▶ **WHAT THE EXERCISE ASKS**: The response should be the data again, identical in every line.

(Referring expression pointing data)
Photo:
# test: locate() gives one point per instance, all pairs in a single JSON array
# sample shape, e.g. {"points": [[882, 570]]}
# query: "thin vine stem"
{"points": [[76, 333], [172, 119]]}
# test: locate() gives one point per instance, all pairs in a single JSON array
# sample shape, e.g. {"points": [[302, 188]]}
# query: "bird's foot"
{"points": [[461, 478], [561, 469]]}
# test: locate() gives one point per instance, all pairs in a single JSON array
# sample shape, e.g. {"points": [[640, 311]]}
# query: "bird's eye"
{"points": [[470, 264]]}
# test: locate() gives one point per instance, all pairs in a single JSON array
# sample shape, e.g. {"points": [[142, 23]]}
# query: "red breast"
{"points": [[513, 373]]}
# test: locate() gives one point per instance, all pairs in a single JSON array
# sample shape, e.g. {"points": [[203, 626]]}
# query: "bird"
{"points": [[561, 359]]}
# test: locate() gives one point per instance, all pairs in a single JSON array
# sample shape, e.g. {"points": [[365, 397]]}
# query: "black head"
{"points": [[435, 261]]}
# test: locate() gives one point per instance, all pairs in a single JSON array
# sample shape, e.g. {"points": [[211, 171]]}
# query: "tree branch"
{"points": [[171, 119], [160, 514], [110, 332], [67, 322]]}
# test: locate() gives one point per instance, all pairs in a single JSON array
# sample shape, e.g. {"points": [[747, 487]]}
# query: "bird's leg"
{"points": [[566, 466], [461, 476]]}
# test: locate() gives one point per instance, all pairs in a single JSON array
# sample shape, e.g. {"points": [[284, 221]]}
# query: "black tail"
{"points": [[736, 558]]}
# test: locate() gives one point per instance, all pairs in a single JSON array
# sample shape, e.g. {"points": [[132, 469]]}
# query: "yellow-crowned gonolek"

▶ **ANSWER FOR THE TASK**:
Photo:
# test: locate() gives one point per instance, all pairs in a single JSON array
# sample shape, e.g. {"points": [[882, 570]]}
# query: "thin vine stem"
{"points": [[76, 333], [172, 119]]}
# test: locate() gives one point per instance, all pairs in a single JSON array
# sample shape, e.g. {"points": [[302, 188]]}
# query: "bird's foot"
{"points": [[461, 478], [561, 469]]}
# test: locate() gives one point per instance, all pairs in a single JSON array
# sample shape, e.g. {"points": [[640, 311]]}
# query: "bird's eye"
{"points": [[470, 264]]}
# test: locate() gives one point per instance, all pairs in a single JSON array
# sample shape, e.g. {"points": [[142, 23]]}
# query: "red breast"
{"points": [[513, 373]]}
# test: locate() gives one point per instance, all pairs in a single JSON array
# sample shape, e.g. {"points": [[203, 626]]}
# query: "bird"
{"points": [[561, 359]]}
# test: locate() gives one point per instance, all pairs in a single JSON array
# sample shape, e.g. {"points": [[365, 397]]}
# query: "black head"
{"points": [[435, 261]]}
# test: locate() gives one point per instance, all pairs in a single JSON array
# sample shape, e.g. {"points": [[211, 171]]}
# query: "tree branch"
{"points": [[171, 119], [160, 514], [110, 332], [67, 322]]}
# test: locate() gives one point per instance, all pairs in a single JSON array
# sample shape, e.g. {"points": [[747, 487]]}
# query: "bird's leg"
{"points": [[566, 466], [461, 476]]}
# test: locate() gives one point per instance, all pairs in a single JSON array
# sample shape, e.g. {"points": [[284, 221]]}
# query: "black tail"
{"points": [[736, 558]]}
# test: locate() gives one point per instance, all pairs in a single JSON array
# sample shape, e.g. {"points": [[132, 469]]}
# query: "yellow-crowned gonolek"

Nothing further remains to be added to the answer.